• **The tasks**:
(1) Translate this sentence from the Navalny replica article into Spanish: "A photo attached to the box showed Navalny holding a mask of President Vladimir Putin's face."
(2) According to the Navalny replica article, why have Navalny's supporters toured European cities with the gray box? Answer in one to three sentences.
(3) Write what comes next in the Navalny replica article, starting after its final sentence.

• **Text to read**:
Black plastic wrapped around the Navalny "SHIZO" replica. Volna / Lithuania / Telegram

A mock-up of Kremlin critic Alexei Navaly’s prison cell has been vandalized ahead of a NATO summit in the Lithuanian capital of Vilnius.

Navalny’s supporters have toured European cities with the 2x3 meter gray box that replicates the Kremlin critic’s real punishment cell to raise awareness of the dire conditions in which he is being held.

On Tuesday, a Russian anti-war collective based in Vilnius shared videos of Navalny’s mock cell wrapped in black plastic. 

A photo attached to the box showed Navalny holding a mask of President Vladimir Putin’s face.

“Building a ‘beautiful Russia of the future’ on the ashes of the genocide of Ukrainians, Georgians, Chechens, Crimean Tatars is despicable," the group said, using Navalny’s slogan for envisioning democratic reform in Russia.

Activists filmed on video denounced Navalny and his supporters as “imperialists” and nationalists who quietly support Russia’s foreign policy, including the 2014 annexation of Crimea.

Raw records:
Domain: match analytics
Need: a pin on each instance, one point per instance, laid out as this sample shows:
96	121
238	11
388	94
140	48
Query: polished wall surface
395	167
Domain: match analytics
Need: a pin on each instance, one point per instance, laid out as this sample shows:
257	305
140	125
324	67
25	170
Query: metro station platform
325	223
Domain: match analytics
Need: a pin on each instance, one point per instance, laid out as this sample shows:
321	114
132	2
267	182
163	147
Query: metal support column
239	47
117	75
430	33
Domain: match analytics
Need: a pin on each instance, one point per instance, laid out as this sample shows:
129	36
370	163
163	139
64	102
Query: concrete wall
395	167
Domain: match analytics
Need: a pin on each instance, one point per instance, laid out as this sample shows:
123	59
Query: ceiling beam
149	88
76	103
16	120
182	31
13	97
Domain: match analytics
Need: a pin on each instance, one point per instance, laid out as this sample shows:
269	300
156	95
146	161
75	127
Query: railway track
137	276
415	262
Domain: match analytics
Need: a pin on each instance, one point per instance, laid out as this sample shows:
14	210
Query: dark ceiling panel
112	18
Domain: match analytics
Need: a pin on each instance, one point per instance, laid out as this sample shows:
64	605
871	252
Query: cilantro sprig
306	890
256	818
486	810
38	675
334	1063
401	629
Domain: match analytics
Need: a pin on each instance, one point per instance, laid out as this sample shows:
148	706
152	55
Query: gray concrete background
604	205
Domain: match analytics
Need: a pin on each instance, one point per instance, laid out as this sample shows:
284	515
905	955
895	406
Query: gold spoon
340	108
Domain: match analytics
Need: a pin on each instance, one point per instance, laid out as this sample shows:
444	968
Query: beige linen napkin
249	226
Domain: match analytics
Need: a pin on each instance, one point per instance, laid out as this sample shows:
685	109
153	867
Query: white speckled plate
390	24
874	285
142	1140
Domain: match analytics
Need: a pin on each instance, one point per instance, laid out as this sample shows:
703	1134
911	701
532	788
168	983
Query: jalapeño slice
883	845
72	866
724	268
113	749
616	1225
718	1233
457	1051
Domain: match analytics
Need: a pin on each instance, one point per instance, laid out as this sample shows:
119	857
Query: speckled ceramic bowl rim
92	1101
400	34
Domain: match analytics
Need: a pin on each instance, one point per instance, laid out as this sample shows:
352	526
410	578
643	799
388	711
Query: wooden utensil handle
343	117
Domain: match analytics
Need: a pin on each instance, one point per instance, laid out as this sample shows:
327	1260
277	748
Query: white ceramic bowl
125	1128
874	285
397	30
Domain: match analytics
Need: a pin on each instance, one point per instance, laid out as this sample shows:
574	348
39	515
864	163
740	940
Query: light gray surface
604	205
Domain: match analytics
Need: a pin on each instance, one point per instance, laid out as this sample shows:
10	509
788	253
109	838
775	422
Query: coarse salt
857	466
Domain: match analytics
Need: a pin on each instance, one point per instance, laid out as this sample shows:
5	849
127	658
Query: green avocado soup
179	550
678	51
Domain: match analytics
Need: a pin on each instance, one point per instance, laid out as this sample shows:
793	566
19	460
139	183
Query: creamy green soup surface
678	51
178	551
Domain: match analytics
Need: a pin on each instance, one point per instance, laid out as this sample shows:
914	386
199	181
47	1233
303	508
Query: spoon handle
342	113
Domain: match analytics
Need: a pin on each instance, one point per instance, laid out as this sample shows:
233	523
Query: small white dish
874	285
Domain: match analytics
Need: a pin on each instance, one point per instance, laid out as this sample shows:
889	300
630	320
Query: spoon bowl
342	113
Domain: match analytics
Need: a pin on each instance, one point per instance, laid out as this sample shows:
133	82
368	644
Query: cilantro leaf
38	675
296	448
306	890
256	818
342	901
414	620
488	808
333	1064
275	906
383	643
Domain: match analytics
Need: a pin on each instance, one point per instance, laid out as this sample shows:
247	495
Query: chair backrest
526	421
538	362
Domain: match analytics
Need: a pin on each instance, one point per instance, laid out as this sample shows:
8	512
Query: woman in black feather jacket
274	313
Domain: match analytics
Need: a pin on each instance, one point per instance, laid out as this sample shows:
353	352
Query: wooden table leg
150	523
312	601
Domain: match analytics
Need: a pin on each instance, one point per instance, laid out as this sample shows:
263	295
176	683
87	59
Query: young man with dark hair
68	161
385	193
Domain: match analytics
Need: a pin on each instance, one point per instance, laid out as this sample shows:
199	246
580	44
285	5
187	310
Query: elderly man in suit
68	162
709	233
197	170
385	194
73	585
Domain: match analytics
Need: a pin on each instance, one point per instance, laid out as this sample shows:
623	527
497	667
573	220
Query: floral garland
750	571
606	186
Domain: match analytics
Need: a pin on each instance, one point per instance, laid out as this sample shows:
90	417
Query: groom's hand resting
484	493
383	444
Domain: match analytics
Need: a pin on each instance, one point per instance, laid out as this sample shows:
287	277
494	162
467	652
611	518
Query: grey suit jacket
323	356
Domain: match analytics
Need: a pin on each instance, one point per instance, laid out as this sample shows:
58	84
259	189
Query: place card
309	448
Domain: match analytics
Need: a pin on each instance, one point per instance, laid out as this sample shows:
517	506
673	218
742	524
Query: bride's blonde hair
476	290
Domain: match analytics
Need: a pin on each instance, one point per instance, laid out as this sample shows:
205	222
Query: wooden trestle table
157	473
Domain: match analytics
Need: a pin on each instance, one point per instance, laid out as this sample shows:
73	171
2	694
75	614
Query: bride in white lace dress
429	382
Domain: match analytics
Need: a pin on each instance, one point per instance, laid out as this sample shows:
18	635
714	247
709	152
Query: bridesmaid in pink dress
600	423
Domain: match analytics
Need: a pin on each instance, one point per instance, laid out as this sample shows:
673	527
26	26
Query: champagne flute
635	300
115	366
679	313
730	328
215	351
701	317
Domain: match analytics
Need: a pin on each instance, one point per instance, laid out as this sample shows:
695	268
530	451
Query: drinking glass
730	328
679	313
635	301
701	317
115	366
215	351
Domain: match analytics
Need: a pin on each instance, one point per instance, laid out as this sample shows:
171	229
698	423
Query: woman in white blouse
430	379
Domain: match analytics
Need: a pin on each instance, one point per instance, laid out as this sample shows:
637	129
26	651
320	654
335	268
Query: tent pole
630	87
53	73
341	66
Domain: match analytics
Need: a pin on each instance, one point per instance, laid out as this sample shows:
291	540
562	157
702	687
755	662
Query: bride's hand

• **Answers provided**:
(1) Una foto adjunta a la caja mostraba a Navalny sosteniendo una máscara con el rostro del presidente Vladímir Putin.

(2) They toured European cities with the 2x3 meter gray box to raise awareness of the dire conditions in which Navalny is being held. The box replicates the real punishment space where he is kept.

(3)
From jail, Navalny has regularly slammed Moscow’s 2022 invasion of Ukraine and he called on Russians to stage street protests before anti-war dissent was made a criminal offense.

But opponents frequently criticize Navalny for voicing anti-immigrant sentiment and attending a far-right rally in the 2000s before distancing himself from nationalist ideologies in the early 2010s.

The anti-war group in Vilnius, dubbed “Mirnoye Soprotivleniye SPb” (“Peaceful Resistance St. Petersburg”), called its act “Cargo-200, or Malevich’s Black Square of the New Russian Czar” in reference to Russian troop deaths and the avant-garde Russian artist Kazimir Malevich’s iconic artwork.

Vilnius is the eighth European city to exhibit the replica Navalny jail cell as a two-day NATO summit kicks off Tuesday. Last week, the mock-up was set fire to, after which the activist's supporters contacted the police.

Navalny is serving a nine-year prison term on fraud and contempt of court charges that his supporters say is punishment for his opposition to the Kremlin.

Navalny, 47, is facing an additional 30 years in prison on charges of extremism that he and his allies have slammed as politically motivated.